Instructions to follow:
Exact repetition of the data is the whole task.

Referring expression data:

*** Block opens ***

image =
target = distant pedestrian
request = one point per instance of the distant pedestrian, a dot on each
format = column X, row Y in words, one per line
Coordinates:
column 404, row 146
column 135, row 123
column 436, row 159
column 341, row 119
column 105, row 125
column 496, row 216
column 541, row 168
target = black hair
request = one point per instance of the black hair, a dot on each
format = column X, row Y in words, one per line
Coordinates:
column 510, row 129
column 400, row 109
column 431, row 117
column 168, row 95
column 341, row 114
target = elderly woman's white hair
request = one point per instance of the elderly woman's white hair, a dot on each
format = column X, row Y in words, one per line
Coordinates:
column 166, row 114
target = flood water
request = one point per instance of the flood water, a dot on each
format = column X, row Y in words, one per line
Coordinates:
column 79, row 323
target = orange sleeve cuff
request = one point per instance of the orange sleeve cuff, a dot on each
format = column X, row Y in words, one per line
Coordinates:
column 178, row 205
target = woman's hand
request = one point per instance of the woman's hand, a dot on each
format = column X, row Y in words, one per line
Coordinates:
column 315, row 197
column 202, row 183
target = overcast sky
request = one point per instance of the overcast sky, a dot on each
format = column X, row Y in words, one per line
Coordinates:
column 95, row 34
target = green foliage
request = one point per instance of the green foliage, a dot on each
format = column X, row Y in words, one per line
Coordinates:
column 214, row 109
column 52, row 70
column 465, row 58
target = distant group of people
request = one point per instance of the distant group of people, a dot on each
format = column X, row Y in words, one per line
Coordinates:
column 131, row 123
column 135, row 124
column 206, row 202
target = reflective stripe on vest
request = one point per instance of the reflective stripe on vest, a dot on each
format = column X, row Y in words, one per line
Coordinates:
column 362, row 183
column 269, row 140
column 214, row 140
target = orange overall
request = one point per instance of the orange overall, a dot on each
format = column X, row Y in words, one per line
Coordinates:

*** Block closes ***

Reply to the exercise:
image =
target = distant pedestrian
request = one point per instance of the distant pedestrian, a dot on each
format = column X, row Y in words, one per line
Coordinates:
column 404, row 146
column 135, row 123
column 436, row 159
column 341, row 119
column 105, row 125
column 496, row 216
column 541, row 168
target = black hair
request = one point per instance of the black hair, a dot on each
format = column X, row Y in words, one per line
Coordinates:
column 510, row 129
column 400, row 109
column 431, row 117
column 168, row 95
column 341, row 114
target = elderly woman's white hair
request = one point per instance of the elderly woman's white hair, a dot on each
format = column X, row Y in words, one per line
Coordinates:
column 166, row 114
target = flood water
request = one point per instance of the flood water, a dot on each
format = column X, row Y in words, one per line
Coordinates:
column 79, row 323
target = orange sleeve cuff
request = one point per instance of the orange sleeve cuff, a dot on each
format = column X, row Y in words, one per line
Coordinates:
column 178, row 205
target = woman's hand
request = one point per instance of the woman's hand, a dot on each
format = column X, row Y in words, one per line
Coordinates:
column 315, row 197
column 202, row 183
target = overcast sky
request = one point per instance of the overcast sky, a dot on each
format = column X, row Y in words, one per line
Coordinates:
column 95, row 34
target = green foliage
request = one point per instance of the green foliage, a dot on each
format = column X, row Y in words, one per line
Coordinates:
column 214, row 109
column 52, row 70
column 465, row 58
target = distant group of people
request = one point per instance of the distant group of people, a dot on each
format = column X, row Y in words, one per line
Coordinates:
column 131, row 123
column 135, row 124
column 206, row 202
target = reflective stripe on vest
request = one point per instance of the reflective stripe on vest, a dot on each
format = column X, row Y in words, one per line
Coordinates:
column 362, row 183
column 269, row 140
column 214, row 140
target = orange overall
request = one point per instance of the orange overall, a dot on each
format = column X, row Y in words, one per line
Coordinates:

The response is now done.